● TASK PROMPT
Needed from the entries below: every line that holds the word "truck".

● DATASET RECORDS

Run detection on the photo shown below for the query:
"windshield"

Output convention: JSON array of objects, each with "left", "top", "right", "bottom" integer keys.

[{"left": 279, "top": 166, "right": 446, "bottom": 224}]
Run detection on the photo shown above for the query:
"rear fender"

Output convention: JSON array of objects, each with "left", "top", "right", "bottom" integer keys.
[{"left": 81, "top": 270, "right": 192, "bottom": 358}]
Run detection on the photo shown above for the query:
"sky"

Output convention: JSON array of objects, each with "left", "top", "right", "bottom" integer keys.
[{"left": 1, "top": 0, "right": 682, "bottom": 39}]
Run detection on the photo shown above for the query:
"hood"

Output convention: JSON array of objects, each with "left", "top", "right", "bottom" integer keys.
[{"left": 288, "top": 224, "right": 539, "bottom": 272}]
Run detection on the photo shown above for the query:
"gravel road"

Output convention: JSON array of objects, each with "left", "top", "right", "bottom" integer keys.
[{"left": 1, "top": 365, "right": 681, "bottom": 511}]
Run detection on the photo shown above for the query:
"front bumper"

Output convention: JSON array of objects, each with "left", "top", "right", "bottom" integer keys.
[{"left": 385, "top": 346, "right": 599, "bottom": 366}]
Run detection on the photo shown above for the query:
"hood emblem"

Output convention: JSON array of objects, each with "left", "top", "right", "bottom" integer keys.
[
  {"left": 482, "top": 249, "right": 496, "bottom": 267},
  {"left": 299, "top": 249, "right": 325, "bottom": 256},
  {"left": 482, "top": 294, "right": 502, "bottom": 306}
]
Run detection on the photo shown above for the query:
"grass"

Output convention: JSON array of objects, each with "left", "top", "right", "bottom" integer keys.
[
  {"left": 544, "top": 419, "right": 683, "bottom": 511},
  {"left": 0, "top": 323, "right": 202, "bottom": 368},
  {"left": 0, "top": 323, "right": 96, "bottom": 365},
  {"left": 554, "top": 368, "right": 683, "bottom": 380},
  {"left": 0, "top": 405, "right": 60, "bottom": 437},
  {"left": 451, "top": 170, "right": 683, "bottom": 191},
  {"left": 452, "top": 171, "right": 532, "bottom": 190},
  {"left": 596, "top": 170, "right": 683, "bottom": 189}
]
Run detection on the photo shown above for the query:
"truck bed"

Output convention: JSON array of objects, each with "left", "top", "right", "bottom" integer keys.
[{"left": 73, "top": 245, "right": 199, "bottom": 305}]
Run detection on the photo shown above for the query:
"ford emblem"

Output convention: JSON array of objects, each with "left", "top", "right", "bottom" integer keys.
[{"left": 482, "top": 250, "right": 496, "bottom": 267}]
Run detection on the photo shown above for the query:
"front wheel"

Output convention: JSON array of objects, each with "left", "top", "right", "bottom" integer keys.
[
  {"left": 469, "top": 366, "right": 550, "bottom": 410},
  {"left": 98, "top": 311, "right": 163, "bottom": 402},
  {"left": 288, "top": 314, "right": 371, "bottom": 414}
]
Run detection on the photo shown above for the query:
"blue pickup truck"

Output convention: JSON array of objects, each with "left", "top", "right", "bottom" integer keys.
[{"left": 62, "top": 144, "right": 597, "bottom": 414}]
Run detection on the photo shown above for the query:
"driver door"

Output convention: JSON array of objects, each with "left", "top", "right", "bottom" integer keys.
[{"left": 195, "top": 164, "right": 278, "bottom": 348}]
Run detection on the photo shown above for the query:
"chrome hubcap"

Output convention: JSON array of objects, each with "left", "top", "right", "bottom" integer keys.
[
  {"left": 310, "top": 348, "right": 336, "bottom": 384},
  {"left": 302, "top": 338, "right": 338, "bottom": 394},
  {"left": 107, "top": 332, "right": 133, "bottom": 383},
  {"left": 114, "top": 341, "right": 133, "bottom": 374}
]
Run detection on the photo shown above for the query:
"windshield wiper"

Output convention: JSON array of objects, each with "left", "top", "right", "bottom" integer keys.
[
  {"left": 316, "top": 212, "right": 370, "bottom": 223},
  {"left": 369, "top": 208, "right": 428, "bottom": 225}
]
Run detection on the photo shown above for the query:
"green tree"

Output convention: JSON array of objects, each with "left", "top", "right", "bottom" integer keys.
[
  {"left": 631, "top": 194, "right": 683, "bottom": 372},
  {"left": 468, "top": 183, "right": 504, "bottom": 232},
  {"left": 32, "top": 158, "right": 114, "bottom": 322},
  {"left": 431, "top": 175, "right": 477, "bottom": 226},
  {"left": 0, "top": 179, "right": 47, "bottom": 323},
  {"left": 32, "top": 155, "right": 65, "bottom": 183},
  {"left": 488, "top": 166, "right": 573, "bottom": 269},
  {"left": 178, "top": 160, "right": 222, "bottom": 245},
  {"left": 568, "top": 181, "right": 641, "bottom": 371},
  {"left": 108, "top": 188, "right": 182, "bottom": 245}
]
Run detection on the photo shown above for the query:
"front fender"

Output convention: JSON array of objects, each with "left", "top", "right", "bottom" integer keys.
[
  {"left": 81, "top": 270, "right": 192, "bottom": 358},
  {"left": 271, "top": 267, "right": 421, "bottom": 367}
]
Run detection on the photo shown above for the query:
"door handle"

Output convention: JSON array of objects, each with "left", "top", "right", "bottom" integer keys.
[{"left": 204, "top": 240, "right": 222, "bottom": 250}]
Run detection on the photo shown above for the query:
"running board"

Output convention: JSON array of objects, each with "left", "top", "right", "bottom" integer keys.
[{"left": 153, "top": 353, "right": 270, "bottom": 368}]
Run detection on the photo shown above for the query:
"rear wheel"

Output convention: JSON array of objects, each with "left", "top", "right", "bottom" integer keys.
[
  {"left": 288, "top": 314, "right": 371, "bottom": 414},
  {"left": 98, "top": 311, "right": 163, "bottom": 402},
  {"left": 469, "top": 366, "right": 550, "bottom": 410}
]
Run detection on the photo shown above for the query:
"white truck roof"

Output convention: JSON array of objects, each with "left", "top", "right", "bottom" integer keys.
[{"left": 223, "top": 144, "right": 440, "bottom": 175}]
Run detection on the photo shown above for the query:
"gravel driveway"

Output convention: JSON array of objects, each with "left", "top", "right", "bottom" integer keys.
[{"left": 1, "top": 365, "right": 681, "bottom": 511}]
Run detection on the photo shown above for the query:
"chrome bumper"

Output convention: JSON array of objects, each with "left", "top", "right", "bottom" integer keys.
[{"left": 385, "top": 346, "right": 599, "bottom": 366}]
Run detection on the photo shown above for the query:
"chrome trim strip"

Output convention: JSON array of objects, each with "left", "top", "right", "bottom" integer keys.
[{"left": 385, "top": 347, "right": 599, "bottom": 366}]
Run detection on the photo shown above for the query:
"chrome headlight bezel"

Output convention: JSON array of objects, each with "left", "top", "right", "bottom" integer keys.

--

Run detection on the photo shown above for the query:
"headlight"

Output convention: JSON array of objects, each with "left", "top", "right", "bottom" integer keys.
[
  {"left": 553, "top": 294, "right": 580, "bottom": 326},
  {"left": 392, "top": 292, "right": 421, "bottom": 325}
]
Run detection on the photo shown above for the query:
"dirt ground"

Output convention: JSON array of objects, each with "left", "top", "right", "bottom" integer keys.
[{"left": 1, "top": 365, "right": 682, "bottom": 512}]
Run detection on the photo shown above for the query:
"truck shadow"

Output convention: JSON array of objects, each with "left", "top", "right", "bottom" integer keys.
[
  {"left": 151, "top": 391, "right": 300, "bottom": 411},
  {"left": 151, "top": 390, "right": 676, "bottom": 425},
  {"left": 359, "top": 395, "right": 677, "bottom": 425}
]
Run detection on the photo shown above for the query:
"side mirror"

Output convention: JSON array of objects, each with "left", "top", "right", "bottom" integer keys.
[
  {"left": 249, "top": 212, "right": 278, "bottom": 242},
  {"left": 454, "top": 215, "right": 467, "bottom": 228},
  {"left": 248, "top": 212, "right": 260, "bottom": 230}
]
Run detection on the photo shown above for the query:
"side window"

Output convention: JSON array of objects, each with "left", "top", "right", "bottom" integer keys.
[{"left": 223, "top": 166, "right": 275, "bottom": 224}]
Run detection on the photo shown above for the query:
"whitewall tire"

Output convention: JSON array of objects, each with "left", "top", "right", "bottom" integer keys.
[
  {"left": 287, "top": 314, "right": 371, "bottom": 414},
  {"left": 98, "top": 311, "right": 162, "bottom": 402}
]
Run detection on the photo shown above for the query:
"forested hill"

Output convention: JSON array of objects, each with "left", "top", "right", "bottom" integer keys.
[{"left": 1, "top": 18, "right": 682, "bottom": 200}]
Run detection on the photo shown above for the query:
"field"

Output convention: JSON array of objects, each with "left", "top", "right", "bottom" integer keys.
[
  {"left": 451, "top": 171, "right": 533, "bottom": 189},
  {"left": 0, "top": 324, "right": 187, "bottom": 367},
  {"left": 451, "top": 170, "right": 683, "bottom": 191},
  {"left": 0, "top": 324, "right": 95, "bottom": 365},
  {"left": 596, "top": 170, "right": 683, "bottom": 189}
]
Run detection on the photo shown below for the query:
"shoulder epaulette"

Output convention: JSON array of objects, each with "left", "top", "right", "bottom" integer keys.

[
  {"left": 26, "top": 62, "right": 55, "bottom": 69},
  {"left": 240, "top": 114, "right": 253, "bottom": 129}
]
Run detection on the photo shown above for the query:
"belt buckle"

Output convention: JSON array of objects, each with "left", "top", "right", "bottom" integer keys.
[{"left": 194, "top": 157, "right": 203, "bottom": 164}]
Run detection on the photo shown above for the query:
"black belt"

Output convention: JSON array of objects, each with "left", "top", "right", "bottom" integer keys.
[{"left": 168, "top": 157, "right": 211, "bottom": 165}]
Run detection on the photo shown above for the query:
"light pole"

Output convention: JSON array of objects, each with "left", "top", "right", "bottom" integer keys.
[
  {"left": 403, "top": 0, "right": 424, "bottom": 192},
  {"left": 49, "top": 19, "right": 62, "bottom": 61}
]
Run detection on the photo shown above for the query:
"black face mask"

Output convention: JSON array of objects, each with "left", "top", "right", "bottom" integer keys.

● ANSWER SPACE
"truck bed"
"blue pickup truck"
"white truck roof"
"truck shadow"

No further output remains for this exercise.